It is easy to think of life in a retired New England town as sheltered and serene as its woodland lakes, but here were lives full of episode and adventure, pulsating from their struggles with an untamed wilderness and amid the throes of the Revolution out of which a nation was born. Half a dozen lying here so quietly could have told you from vivid experience the story of Bunker Hill. Others could have recounted the weary march to Bennington, where they stood with Stark against the invading foe. Here in the family lot of Joseph Thorndike, whose better memorial is the beautiful lake that bordered his farm at the foot of Monadnock, is a cenotaph that takes us from the limits of the township into the realm of conjecture and romance. It is erected to the memory of Luke Thorndike, who followed the sea, and as captain of a ship, died and was buried in the storied island of Martinique.

But strangest of all is the record over the two humble graves of Amos Fortune and his wife, Violet:

  • Sacred to the memory of
    AMOS FORTUNE
    Who was born free in Africa,
    a Slave in America.
    He purchased his liberty,
    Professed Christianity,
    Lived reputably,
    died hopefully, Nov. 17, 1801, a. 91
  • Sacred to the memory of
    VIOLATE
    by sale the Slave of Amos Fortune,
    by Marriage his wife,
    by her fidelity,
    his friend and solace.
    She died his widow,
    Sept. 13, 1802, a. 72

Here lies Dr. Adonijah Howe, a skilled and progressive physician in his day, whose fame and usefulness extended far beyond the boundaries of the township. He was first in the region to inoculate for the dread disease of smallpox. Students of medicine came to town for study of their profession with him, and he was employed by the State for the treatment of obdurate cases of soldiers wounded in the battles of the Revolution.

On a monumental double headstone are the names of Captain Samuel Adams and his wife, who were cut down untimely by typhoid fever, the dreaded pestilence that walked in darkness, which none could avert. It is his sufficient fame in Jaffrey that he built the meetinghouse that is still his monument and throws its shadow upon his grave.

Among the arrivals in 1786, warned from the township by the constable, as the Nation yet warns the poor and unfit from its door, lest they become a charge and a burden, were Peter Davis, a clockmaker, his wife, Hannah, and Hannah, his child. It was a cold welcome for the poor clockmaker, and had he heeded the warning, the town of Jaffrey would have missed the memory and influence of the singular, self-reliant, and devoted life of the daughter that it has long treasured. She lived alone in her own little house to a good old age, loved and honored as few in town have been, and was laid to rest beside her mother here, and, no doubt, beside her father too, completing the family circle, where a marble stone tells her name and years, and its inscription, "I know that my redeemer liveth" bears testimony to her unclouded faith.

And here a little farther on is a disciple of peace, whose grave might well be a place of pilgrimage in a troubled world. His gravestone is our introduction, though he was often honored with places of trust by his townsmen. He is "Mr. Lemuel Maynard, who died May 4, 1803, in the 65 year of his age." That he was respected is shown by the honorable title of Mister, which was not, in those days, indiscriminately applied. But his character as a neighbor and townsman, we may be sure, is truthfully represented by his epitaph: "HE WAS A MAN OF PEACEFUL LIFE."

TASK ITEM A: In the passage about the old Jaffrey graves, what shows that Lemuel Maynard was respected, and why does it show this?
TASK ITEM B: List every person in the passage about the old Jaffrey graves whose date of death is given, along with that date.
TASK ITEM C: Repeat everything in the passage about the old Jaffrey graves from "Among the arrivals" down to "her unclouded faith.".
The material has nothing to do with the passage about the old Jaffrey graves.

GIVEN INFORMATION:

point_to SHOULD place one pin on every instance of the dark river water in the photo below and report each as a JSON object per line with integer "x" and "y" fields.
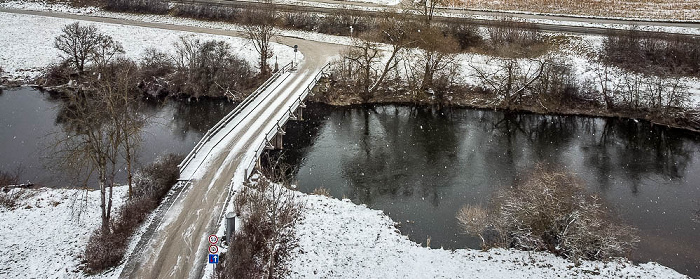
{"x": 29, "y": 126}
{"x": 420, "y": 166}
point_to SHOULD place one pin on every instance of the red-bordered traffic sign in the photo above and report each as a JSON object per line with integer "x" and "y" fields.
{"x": 213, "y": 249}
{"x": 213, "y": 239}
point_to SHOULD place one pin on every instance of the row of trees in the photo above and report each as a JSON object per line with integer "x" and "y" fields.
{"x": 101, "y": 92}
{"x": 407, "y": 36}
{"x": 99, "y": 119}
{"x": 549, "y": 211}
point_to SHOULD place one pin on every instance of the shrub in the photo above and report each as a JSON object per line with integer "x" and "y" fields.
{"x": 653, "y": 53}
{"x": 550, "y": 211}
{"x": 138, "y": 6}
{"x": 320, "y": 191}
{"x": 56, "y": 74}
{"x": 262, "y": 245}
{"x": 9, "y": 197}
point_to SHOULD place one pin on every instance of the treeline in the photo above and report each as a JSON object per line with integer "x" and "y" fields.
{"x": 653, "y": 53}
{"x": 106, "y": 247}
{"x": 195, "y": 69}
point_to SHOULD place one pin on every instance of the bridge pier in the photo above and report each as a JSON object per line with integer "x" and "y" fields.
{"x": 300, "y": 111}
{"x": 278, "y": 138}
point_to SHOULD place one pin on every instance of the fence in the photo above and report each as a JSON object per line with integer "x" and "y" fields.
{"x": 272, "y": 132}
{"x": 226, "y": 119}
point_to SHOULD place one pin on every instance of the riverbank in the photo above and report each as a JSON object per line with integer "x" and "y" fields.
{"x": 338, "y": 239}
{"x": 471, "y": 98}
{"x": 45, "y": 235}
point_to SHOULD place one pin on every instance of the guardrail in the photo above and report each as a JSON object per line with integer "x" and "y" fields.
{"x": 226, "y": 119}
{"x": 271, "y": 133}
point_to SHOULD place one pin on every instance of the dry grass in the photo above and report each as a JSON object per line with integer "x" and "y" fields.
{"x": 641, "y": 9}
{"x": 549, "y": 210}
{"x": 322, "y": 192}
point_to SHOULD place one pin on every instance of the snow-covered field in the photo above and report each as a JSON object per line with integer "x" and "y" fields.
{"x": 44, "y": 236}
{"x": 339, "y": 239}
{"x": 26, "y": 42}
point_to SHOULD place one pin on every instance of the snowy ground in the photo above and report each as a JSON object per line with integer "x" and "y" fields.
{"x": 26, "y": 42}
{"x": 44, "y": 237}
{"x": 339, "y": 239}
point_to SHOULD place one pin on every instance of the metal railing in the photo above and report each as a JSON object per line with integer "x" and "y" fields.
{"x": 280, "y": 122}
{"x": 226, "y": 119}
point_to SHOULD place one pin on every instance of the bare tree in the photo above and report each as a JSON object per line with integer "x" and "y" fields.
{"x": 99, "y": 127}
{"x": 77, "y": 43}
{"x": 262, "y": 33}
{"x": 269, "y": 212}
{"x": 511, "y": 78}
{"x": 208, "y": 69}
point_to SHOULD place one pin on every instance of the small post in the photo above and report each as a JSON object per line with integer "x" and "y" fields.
{"x": 296, "y": 48}
{"x": 230, "y": 227}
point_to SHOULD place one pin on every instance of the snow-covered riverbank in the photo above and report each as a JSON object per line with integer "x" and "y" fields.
{"x": 339, "y": 239}
{"x": 27, "y": 43}
{"x": 43, "y": 238}
{"x": 46, "y": 234}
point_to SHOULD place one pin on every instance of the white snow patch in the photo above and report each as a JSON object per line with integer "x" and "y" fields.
{"x": 338, "y": 239}
{"x": 43, "y": 237}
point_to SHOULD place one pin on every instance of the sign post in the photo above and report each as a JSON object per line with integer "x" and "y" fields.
{"x": 213, "y": 250}
{"x": 296, "y": 48}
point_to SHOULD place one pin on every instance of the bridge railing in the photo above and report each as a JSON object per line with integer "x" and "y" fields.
{"x": 280, "y": 122}
{"x": 226, "y": 119}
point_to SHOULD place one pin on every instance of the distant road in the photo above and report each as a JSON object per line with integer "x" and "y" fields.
{"x": 176, "y": 248}
{"x": 456, "y": 15}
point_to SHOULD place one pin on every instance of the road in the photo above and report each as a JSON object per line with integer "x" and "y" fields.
{"x": 453, "y": 15}
{"x": 177, "y": 248}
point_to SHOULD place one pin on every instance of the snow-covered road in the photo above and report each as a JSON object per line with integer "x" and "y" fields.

ANSWER SPACE A: His gravestone calls him "Mr. Lemuel Maynard," and the honorable title of Mister shows he was respected. In those days, that title was not applied indiscriminately.

ANSWER SPACE B:
- Amos Fortune: Nov. 17, 1801
- Violate: Sept. 13, 1802
- Lemuel Maynard: May 4, 1803

ANSWER SPACE C:
Among the arrivals in 1786, warned from the township by the constable, as the Nation yet warns the poor and unfit from its door, lest they become a charge and a burden, were Peter Davis, a clockmaker, his wife, Hannah, and Hannah, his child. It was a cold welcome for the poor clockmaker, and had he heeded the warning, the town of Jaffrey would have missed the memory and influence of the singular, self-reliant, and devoted life of the daughter that it has long treasured. She lived alone in her own little house to a good old age, loved and honored as few in town have been, and was laid to rest beside her mother here, and, no doubt, beside her father too, completing the family circle, where a marble stone tells her name and years, and its inscription, "I know that my redeemer liveth" bears testimony to her unclouded faith.